#### Assignment A:
Answer these questions from the text on piperaquine resistance in malaria parasites, labeling each answer with its numeral.
(i) In what month and year did dihydroartemisinin-piperaquine obtain marketing authorization in Senegal?
(ii) Which two ACT combinations are currently the most used in Senegal?
(iii) In Mali, in how many of the 65 clinical failures to dihydroartemisinin-piperaquine were parasites carrying 2 copies of Pfpm2 confirmed?
#### Assignment B:
Continue the text on piperaquine resistance in malaria parasites, starting right after its last sentence.

Start of Text passage

Dihydroartemisinin-piperaquine, which was registered in 2017 in Senegal, is not currently used as the first-line treatment against uncomplicated malaria. A total of 6.6% to 17.1% of P. falciparum isolates collected in Dakar in 2013 to 2015 showed ex vivo-reduced susceptibility to piperaquine.
KEYWORDS: plasmepsin II, Plasmodium falciparum, antimalarial drug, in vitro, malaria, molecular marker, piperaquine, resistance
ABSTRACT
Dihydroartemisinin-piperaquine, which was registered in 2017 in Senegal, is not currently used as the first-line treatment against uncomplicated malaria. A total of 6.6% to 17.1% of P. falciparum isolates collected in Dakar in 2013 to 2015 showed ex vivo-reduced susceptibility to piperaquine. Neither the exonuclease E415G mutation nor the copy number variation of the plasmepsin II gene (Pfpm2), associated with piperaquine resistance in Cambodia, was detected in Senegalese parasites.
INTRODUCTION
Since 2005, the World Health Organization (WHO) has recommended artemisinin-based combination therapy (ACT) as the first-line treatment against malaria. The emergence of resistance to artemisinins, manifested by delayed parasite clearance after monotherapy with artesunate or ACT, was recently described in Southeast Asia (1, 2). Dihydroartemisinin-piperaquine is one of the most recent ACTs to be commercialized. However, multidrug resistance to dihydroartemisinin-piperaquine is currently emerging in Cambodia, where recrudescent infections have rapidly increased (3–5). Additionally, in vitro resistance to piperaquine was detected and increased rapidly between 2013 and 2015 in Cambodia (6).
Very few cases of resistance to dihydroartemisinin-piperaquine have been described in Africa (7). Two cases of late treatment failure after 30 and 32 days was reported in Italian travelers returning from Ethiopia and who were treated with dihydroartemisinin-piperaquine (8, 9).
Dihydroartemisinin-piperaquine obtained marketing authorization in June 2017 in Senegal. Artemether-lumefantrine and artesunate-amodiaquine combinations are currently the ACTs that are most used in Senegal. Dihydroartemisinin-piperaquine demonstrated a high efficacy in the treatment of uncomplicated malaria or in seasonal intermittent preventive treatment in children in Senegal (10–13).
Recently, an increase in the copy number of the plasmepsin II gene (Pfpm2) (PF3D7_1408000), which encodes a protease involved in hemoglobin degradation, has been associated with dihydroartemisinin-piperaquine treatment failures and raised piperaquine 50% inhibitory concentrations (IC50s) in Cambodia (14, 15). The presence of parasites carrying 2 copies of Pfpm2 was confirmed in 7 infections out of 65 clinical failures to dihydroartemisinin-piperaquine in Mali (16).

End of Text passage
Start of Supplied material

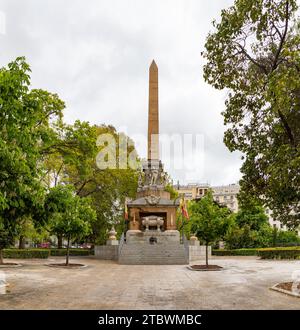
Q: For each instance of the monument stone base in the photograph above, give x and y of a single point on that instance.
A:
(148, 236)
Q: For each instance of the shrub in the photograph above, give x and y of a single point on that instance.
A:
(235, 252)
(26, 253)
(73, 252)
(280, 253)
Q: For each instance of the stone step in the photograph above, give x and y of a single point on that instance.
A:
(141, 253)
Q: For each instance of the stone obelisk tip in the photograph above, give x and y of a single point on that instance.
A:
(153, 122)
(153, 65)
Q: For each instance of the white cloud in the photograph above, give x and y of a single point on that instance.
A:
(95, 54)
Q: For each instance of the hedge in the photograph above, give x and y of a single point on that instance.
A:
(26, 253)
(236, 252)
(280, 253)
(73, 252)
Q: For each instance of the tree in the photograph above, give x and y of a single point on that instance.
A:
(251, 214)
(69, 215)
(6, 239)
(254, 54)
(208, 220)
(250, 226)
(25, 117)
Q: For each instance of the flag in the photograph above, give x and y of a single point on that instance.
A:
(183, 208)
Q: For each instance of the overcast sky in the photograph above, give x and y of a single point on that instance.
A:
(96, 55)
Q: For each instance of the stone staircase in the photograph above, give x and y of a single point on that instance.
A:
(144, 253)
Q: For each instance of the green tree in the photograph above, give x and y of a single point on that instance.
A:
(6, 239)
(26, 116)
(254, 54)
(251, 214)
(69, 215)
(208, 220)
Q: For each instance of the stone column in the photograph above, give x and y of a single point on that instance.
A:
(153, 123)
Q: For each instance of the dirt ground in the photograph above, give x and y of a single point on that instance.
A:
(243, 284)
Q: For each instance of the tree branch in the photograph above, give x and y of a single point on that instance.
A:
(282, 39)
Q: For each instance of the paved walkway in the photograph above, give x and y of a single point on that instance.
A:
(244, 284)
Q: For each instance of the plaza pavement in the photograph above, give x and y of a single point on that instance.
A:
(243, 284)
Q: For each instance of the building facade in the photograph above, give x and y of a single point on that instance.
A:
(224, 195)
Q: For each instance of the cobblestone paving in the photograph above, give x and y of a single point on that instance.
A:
(243, 284)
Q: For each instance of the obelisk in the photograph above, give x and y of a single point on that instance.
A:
(153, 124)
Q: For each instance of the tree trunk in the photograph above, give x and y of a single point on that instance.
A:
(21, 242)
(59, 241)
(68, 252)
(1, 257)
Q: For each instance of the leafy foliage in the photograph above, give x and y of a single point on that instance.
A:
(254, 53)
(209, 221)
(70, 215)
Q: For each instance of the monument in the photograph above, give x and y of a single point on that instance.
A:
(151, 236)
(152, 215)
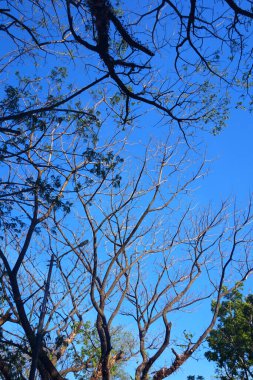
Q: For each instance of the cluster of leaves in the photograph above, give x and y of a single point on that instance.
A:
(231, 343)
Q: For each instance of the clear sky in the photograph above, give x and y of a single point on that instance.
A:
(230, 175)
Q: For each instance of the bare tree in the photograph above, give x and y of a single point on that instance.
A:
(107, 226)
(128, 246)
(202, 46)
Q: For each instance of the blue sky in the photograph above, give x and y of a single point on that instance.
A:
(230, 175)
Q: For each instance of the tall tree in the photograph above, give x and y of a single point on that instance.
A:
(127, 246)
(231, 341)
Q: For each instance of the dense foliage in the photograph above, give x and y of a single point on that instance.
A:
(231, 342)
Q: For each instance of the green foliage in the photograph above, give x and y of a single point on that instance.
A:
(231, 343)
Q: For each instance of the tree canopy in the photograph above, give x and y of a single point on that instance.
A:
(101, 247)
(231, 341)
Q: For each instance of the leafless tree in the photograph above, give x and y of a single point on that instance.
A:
(202, 46)
(128, 246)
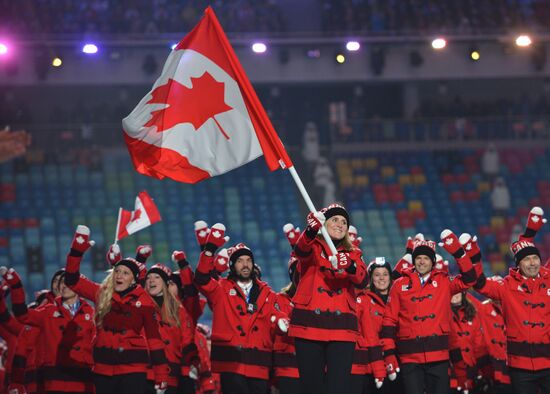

End of Supplied material

#### Expected output A:
(i) June 2017
(ii) Artemether-lumefantrine and artesunate-amodiaquine
(iii) 7

#### Expected output B:
The exonuclease gene (PF3D7_1362500) was one of the 40 candidate drug targets for Plasmodium falciparum identified by in silico prediction (17). The mutation E415G in the exonuclease gene (exo-E415G) was correlated with the high IC50 of piperaquine in 297 isolates from Cambodia (Pursat, Preah, and Ratanakiri) obtained from 2011 to 2013 (15). This exo-E415G mutation was associated with parasite recrudescence following dihydroartemisinin-piperaquine treatment.
The aim of this study was to establish a susceptibility baseline of P. falciparum parasites to piperaquine before the implementation of the dihydroartemisinin-piperaquine combination in Senegal by evaluating P. falciparum parasite ex vivo susceptibility to piperaquine and the prevalence of the molecular markers potentially involved in piperaquine resistance.
A total of 76 P. falciparum clinical isolates collected by venous blood samples before treatment from falciparum malaria patients treated at the Hôpital Principal de Dakar from November 2013 to January 2014, August to December 2014, and September to November 2015 were assessed for ex vivo susceptibility to piperaquine and evaluated for the copy number of Pfpm2 and the exo-E415G mutation. Seventy-five percent of the patients were recruited from the emergency department. The patients were treated with quinine until 2014 and then with artesunate, artemether-lumefantrine, or artesunate-amodiaquine.
Thin blood smears were stained using a RAL kit (Réactifs RAL, Paris, France) based on eosin and methylene blue and were examined to determine the infection by P. falciparum and parasitemia. Parasitemia ranged from 0.06% to 14.4%. The diagnosis of monospecies infection by P. falciparum was confirmed by real-time PCR (LightCycler 2.0; Roche Group, Basel, Switzerland), as previously described (18).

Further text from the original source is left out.